→ **Auszug**
Skiurlaub nur in bestimmten Gebieten

Ulrike Bohle kann ihren Sohn verstehen, dennoch möchte sie nicht alle lieb gewonnenen Aktivitäten aufgeben müssen. Wie etwa das Skifahren, Sport an der frischen Luft, der die Familie zusammenschweißt: "Hauptsächlich ging es mir darum, auch die Zeit mit meinem Sohn zu verbringen. Also die wenige Zeit, die man hat, wenn man Vollzeitberufstätige ist", berichtet Ulrike Bohle. So gebe es auch jedes Jahr einen Skiurlaub. "Das ist natürlich schon ein Thema, und der Kompromiss für uns ist jetzt, dass wir in ein Skigebiet gehen, in dem wenig Schneekanonen sind, so dass ein Skifahren unter Umständen nicht möglich ist. Und dann sind wir aber trotzdem zusammen am Skiort. Ohne Schnee."

Klimaschutz wird für Sylvester immer wichtiger. Er versucht nicht nur selbst konsequenter zu werden, sondern auch im Familien- und Freundeskreis Dinge in Bewegung zu bringen: "Ich mach es ja eher im kleinen Umkreis. Ich habe keine Instagram-Seiten oder irgend sowas oder veranstalte Demonstrationen, wie Fridays for Future", sagt Sylvester. Aber er gehe mit Freunden auch auf FFF-Demonstrationen. "Aber ich denke, ich bin eher ein kleinerer Teil", sagt Sylvester.

Jugendforscher: "Grundsätzlich kein Generationenkonflikt"

Wie die Generation Z tickt, untersucht Jugendforscher Simon Schnetzer. Er ist für seine Trendstudie "Jugend in Deutschland" ständig im Kontakt mit jungen Menschen. Auch wenn Klimaaktivisten eine sehr starke Präsenz in der Öffentlichkeit haben, gibt es den vielzitierten Generationenkonflikt nach seinen Auswertungen kaum: "Es gab gerade beim nachhaltigen Reisen durchaus eine Zeit gerade mit Fridays for Future 2019 oder so, wo ganz viele junge Menschen ihre Eltern konfrontiert haben: 'Nee, SUV geht gar nicht, nächsten Urlaub machen wir lieber mit der Bahn als mit dem Flugzeug' – aber grundsätzlich sehen wir keinen Generationenkonflikt", erläutert Schnetzer.

Auch wenn einige Vertreter der Generation Z sich lautstark für die Klimaziele einsetzen, zeigt sich, dass sich viele der 14- bis 29-Jährigen laut Studie schwer tun, klimaschädliche Gewohnheiten abzulegen: So würden zwar 27 Prozent auf Flugreisen konsequent verzichten, 34 Prozent vielleicht, aber 39 Prozent verneinen das. Für Flüge eine CO2-Kompensation zahlen würden von den Befragten nur sechs Prozent immer, 21 Prozent manchmal, 25 Prozent selten, 48 Prozent nie. Auf das eigene Auto dauerhaft verzichten wollen 18 Prozent, 28 Prozent vielleicht, und über die Hälfte wäre dazu nicht bereit.

→ **Arbeitsauftrag A**
Schreiben Sie aus dem Auszug alles ab, was von „Auch wenn einige“ bis hinunter zu „dazu nicht bereit.“ steht.
→ **Arbeitsauftrag B**
Übersetzen Sie diesen Satz aus dem Auszug ins Englische: „Wie die Generation Z tickt, untersucht Jugendforscher Simon Schnetzer.“

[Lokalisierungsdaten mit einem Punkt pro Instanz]
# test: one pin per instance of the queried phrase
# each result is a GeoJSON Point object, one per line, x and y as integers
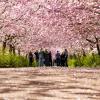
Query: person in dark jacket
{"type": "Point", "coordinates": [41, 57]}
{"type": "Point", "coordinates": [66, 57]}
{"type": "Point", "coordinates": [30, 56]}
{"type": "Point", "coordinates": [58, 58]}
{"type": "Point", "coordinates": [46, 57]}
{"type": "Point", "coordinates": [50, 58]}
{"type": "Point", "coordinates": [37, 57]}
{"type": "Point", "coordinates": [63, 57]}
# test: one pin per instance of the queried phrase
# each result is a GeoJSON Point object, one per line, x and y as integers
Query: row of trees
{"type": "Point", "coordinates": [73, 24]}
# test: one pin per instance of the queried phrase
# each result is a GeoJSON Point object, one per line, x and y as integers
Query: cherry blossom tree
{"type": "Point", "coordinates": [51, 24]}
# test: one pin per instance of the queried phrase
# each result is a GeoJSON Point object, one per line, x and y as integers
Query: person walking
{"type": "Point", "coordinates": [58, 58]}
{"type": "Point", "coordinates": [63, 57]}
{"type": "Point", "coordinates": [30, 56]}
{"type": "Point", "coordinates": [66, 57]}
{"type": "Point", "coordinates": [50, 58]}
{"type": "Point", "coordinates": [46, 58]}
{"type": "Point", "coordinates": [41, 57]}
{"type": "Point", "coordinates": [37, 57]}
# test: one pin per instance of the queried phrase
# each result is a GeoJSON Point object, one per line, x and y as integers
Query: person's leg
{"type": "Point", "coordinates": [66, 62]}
---
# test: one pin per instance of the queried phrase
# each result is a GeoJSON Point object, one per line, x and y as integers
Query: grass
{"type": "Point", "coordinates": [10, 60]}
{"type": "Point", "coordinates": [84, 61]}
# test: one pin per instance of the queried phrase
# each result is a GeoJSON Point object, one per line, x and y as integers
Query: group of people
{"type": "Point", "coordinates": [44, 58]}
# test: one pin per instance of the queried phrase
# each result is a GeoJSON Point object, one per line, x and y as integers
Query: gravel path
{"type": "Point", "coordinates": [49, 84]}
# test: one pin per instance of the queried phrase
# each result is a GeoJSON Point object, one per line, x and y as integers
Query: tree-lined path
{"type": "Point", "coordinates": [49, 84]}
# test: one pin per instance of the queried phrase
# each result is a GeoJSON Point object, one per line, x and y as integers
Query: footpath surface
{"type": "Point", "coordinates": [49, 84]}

→ **Antwortbereich A**
Auch wenn einige Vertreter der Generation Z sich lautstark für die Klimaziele einsetzen, zeigt sich, dass sich viele der 14- bis 29-Jährigen laut Studie schwer tun, klimaschädliche Gewohnheiten abzulegen: So würden zwar 27 Prozent auf Flugreisen konsequent verzichten, 34 Prozent vielleicht, aber 39 Prozent verneinen das. Für Flüge eine CO2-Kompensation zahlen würden von den Befragten nur sechs Prozent immer, 21 Prozent manchmal, 25 Prozent selten, 48 Prozent nie. Auf das eigene Auto dauerhaft verzichten wollen 18 Prozent, 28 Prozent vielleicht, und über die Hälfte wäre dazu nicht bereit.

→ **Antwortbereich B**
Youth researcher Simon Schnetzer studies what makes Generation Z tick.